> Stored entries:
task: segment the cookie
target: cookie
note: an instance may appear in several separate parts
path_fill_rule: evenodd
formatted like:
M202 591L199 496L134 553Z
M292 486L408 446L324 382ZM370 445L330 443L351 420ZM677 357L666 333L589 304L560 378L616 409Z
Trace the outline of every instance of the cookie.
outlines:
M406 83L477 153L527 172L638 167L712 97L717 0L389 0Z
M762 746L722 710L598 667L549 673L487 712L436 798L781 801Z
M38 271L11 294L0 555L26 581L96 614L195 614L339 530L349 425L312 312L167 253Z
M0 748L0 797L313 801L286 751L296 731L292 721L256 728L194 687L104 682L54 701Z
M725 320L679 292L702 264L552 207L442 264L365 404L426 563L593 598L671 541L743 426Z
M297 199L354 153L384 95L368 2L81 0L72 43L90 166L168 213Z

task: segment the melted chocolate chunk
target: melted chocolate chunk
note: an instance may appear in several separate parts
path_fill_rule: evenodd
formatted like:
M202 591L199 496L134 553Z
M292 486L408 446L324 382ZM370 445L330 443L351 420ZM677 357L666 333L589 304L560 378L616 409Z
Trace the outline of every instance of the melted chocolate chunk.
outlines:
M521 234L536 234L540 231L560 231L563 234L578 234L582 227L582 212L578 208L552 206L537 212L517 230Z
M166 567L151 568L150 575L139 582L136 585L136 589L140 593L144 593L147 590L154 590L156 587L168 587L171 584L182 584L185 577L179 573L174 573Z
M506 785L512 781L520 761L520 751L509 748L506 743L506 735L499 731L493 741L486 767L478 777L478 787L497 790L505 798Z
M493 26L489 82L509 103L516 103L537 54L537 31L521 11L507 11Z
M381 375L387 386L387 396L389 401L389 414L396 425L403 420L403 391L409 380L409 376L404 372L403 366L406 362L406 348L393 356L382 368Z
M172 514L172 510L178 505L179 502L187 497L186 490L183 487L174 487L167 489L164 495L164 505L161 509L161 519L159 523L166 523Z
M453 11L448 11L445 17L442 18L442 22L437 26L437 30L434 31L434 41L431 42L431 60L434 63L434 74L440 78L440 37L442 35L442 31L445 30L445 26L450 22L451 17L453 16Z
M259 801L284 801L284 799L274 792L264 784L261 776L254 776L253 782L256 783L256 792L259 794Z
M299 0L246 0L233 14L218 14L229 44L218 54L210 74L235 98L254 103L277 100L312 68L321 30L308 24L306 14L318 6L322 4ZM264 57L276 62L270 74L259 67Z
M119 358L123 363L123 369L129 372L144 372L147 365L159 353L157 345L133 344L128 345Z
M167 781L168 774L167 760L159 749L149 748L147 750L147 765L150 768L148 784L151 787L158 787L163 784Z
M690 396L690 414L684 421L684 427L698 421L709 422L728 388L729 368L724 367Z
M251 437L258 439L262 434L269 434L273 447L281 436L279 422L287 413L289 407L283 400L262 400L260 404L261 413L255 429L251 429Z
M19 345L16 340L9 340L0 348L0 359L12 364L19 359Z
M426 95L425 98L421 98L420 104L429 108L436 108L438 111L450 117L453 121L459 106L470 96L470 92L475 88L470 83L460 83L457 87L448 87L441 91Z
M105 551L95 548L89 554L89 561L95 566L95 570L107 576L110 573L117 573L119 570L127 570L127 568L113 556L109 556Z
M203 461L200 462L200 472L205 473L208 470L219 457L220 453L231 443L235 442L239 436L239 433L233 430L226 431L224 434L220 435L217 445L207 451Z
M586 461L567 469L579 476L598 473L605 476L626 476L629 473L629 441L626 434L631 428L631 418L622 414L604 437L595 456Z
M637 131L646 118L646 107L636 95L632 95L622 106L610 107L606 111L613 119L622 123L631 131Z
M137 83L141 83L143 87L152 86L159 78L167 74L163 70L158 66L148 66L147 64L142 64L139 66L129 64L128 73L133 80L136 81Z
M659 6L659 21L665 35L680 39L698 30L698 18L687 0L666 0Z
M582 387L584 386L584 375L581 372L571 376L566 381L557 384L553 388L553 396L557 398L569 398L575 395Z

> SET TASK: Please return the lines running from the start of the data through the line containing "M297 199L354 153L384", both included, and reproduce each one verbatim.

> EXERCISE OUTPUT:
task: segment the cookie
target: cookie
note: an instance may appear in several separate parts
path_fill_rule: evenodd
formatted like:
M202 591L199 496L134 553Z
M292 486L408 446L324 382ZM370 445L330 443L351 420ZM677 357L666 333L589 304L560 378L616 409Z
Trace the outline of every instance of the cookie.
outlines:
M406 83L477 153L527 172L638 167L712 97L717 0L389 0Z
M762 746L722 710L598 667L549 673L487 712L436 798L781 801Z
M38 271L11 294L0 555L26 581L96 614L195 614L339 530L349 425L312 312L167 253Z
M0 748L0 797L313 801L286 751L296 731L292 721L256 728L194 687L104 682L54 701Z
M725 320L679 292L702 264L552 207L442 264L365 404L426 563L593 598L671 541L743 426Z
M297 199L354 153L384 95L368 2L81 0L72 43L90 166L168 213Z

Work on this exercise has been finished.